● **WRITTEN TASK**: From the forum post on the Hilbert scheme, write out the stretch from "First of all, i'm" through "suitably large $d$.".

● **TEXT TO READ**:
First of all, i'm sorry for my bad english. I'm from a foreign country. :-)
I have some questions about a paragraph appearing in page : $205$ of the following electronic textbook : https://scholar.harvard.edu/files/joeharris/files/000-final-3264.pdf
- The paragraph says :
Let $S = K[x_0 , \dots , x_n]$ be the homogeneous coordinates ring of : $ X = \mathbb{P}^n $.
The Hilbert scheme $ \mathcal{H}_P (X) $ is constructed as a subscheme of the Grassmannian of $ P(d) $ - dimentional subspaces of $S_d$, the space of homogeneous forms of degree $ d $, for suitably large $d$.
- Question :
I don't understand properly this definition above of $ \mathcal{H}_P (X) $, for $ X = \mathbb{P}^n $. if we believe in this definition, does it-mean that $ \mathcal{H}_P (X) $ is possibly constructed on the one hand as a subscheme of the Grassmannian of $ P(d_1 ) $ - dimentional subspaces of $ S_{d_{1}} $, the space of homogeneous forms of degree $ d_1 $, for suitably large $d_1$, and in the same time, as a subscheme of the Grassmannian of $ P(d_{2}) $ - dimentional subspaces of $ S_{d_{2}} $, the space of homogeneous forms of degree $ d_{2} $, for suitably large $d_{2}$, such that : $ d_1 \neq d_2 $ ?
Thanks in advance for your help.

[Coordinate labeling data]
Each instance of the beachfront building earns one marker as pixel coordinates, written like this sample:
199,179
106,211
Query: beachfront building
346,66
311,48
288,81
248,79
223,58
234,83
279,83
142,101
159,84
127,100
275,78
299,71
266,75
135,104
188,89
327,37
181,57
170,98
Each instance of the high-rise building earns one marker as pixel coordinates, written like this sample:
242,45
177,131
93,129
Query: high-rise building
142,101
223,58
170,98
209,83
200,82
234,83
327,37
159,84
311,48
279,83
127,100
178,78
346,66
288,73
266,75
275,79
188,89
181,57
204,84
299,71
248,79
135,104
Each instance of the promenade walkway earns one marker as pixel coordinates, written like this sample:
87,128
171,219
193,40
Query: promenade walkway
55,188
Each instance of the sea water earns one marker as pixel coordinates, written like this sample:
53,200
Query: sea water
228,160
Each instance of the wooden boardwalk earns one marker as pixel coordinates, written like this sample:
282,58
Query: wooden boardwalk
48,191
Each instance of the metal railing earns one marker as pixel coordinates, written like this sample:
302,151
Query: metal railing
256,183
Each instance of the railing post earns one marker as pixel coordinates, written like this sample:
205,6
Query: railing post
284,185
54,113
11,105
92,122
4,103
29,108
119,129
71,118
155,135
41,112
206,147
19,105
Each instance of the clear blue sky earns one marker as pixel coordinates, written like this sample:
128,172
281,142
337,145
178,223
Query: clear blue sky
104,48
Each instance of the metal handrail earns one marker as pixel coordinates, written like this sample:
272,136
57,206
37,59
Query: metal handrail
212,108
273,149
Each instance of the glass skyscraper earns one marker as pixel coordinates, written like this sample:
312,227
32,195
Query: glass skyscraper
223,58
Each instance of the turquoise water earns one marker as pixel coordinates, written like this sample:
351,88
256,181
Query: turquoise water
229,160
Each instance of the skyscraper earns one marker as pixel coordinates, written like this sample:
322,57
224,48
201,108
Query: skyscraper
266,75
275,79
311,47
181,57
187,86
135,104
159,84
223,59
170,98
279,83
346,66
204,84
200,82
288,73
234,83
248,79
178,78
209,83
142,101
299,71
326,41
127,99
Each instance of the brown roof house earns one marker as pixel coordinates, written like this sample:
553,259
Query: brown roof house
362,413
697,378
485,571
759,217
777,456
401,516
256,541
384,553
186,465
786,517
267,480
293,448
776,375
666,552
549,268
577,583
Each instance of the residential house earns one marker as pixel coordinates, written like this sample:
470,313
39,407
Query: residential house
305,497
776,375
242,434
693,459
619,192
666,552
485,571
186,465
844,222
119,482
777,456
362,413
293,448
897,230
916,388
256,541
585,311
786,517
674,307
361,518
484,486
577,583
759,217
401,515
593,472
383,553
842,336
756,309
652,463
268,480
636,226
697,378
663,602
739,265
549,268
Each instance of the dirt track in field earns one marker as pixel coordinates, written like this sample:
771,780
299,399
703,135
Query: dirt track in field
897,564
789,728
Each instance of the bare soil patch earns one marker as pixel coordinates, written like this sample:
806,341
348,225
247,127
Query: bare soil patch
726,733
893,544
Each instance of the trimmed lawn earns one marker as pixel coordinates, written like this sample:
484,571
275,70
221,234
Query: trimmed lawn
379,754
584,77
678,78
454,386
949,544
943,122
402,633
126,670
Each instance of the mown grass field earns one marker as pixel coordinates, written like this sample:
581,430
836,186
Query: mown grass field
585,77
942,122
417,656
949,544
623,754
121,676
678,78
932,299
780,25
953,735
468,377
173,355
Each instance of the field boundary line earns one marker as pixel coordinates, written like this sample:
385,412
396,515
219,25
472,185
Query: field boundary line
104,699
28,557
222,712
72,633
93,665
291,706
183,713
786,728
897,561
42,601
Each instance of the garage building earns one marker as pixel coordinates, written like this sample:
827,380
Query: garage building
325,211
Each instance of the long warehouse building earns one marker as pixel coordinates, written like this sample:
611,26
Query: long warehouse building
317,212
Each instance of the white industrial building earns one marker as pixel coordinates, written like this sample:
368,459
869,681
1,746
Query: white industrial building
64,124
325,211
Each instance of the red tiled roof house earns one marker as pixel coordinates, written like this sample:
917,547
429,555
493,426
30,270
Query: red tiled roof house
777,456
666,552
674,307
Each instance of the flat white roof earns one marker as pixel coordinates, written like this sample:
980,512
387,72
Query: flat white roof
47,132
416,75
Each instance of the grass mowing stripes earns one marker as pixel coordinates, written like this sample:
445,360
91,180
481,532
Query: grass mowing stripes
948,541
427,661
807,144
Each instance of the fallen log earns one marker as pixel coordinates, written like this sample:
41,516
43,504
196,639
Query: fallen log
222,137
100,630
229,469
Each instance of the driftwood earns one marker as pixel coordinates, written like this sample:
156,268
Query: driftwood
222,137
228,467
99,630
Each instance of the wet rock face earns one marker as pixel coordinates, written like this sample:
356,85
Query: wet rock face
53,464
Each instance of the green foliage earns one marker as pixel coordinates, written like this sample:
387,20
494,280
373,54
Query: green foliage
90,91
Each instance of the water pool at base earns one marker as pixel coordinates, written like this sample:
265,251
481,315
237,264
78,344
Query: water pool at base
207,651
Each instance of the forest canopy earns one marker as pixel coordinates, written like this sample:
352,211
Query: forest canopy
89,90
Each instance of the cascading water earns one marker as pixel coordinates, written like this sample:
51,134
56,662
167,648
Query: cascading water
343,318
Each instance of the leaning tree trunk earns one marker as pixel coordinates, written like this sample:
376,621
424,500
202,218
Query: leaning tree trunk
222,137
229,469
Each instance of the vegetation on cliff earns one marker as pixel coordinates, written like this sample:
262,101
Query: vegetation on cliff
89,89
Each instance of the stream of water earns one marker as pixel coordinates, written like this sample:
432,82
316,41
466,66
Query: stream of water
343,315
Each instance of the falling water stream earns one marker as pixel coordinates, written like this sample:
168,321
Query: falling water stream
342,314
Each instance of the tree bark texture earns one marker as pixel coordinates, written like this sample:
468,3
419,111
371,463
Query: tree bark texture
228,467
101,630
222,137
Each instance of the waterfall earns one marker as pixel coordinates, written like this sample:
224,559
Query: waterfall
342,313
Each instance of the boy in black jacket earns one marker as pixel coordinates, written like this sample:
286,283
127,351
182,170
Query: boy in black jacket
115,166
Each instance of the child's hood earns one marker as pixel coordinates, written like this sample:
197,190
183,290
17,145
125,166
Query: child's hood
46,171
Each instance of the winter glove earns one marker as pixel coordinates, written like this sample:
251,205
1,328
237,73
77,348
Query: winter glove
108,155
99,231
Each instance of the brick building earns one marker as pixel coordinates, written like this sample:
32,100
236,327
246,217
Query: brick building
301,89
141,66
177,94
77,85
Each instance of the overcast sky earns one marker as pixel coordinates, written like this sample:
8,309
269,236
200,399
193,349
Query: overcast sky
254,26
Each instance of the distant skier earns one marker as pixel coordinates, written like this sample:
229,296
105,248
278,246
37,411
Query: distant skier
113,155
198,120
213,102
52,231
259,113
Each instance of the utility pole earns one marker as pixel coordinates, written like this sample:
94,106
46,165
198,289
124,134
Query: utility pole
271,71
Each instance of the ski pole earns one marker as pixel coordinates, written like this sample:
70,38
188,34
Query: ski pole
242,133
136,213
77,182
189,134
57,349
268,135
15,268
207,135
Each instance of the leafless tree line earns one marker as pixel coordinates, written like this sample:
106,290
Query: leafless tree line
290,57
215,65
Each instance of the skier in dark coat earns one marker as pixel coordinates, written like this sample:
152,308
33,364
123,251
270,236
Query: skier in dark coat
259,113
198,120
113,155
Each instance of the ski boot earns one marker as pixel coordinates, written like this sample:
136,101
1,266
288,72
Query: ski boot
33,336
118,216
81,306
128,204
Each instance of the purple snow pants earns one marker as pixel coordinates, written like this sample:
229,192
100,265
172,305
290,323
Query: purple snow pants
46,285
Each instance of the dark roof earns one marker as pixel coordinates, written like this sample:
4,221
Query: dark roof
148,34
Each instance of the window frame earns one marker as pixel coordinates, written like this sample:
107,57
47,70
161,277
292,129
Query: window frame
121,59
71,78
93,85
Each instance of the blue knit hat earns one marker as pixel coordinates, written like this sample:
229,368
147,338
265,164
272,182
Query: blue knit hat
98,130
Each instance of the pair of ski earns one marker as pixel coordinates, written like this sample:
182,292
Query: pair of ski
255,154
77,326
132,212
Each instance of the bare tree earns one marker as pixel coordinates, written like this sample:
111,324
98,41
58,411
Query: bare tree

● **EXERCISE ANSWER**:
First of all, i'm sorry for my bad english. I'm from a foreign country. :-)
I have some questions about a paragraph appearing in page : $205$ of the following electronic textbook : https://scholar.harvard.edu/files/joeharris/files/000-final-3264.pdf
- The paragraph says :
Let $S = K[x_0 , \dots , x_n]$ be the homogeneous coordinates ring of : $ X = \mathbb{P}^n $.
The Hilbert scheme $ \mathcal{H}_P (X) $ is constructed as a subscheme of the Grassmannian of $ P(d) $ - dimentional subspaces of $S_d$, the space of homogeneous forms of degree $ d $, for suitably large $d$.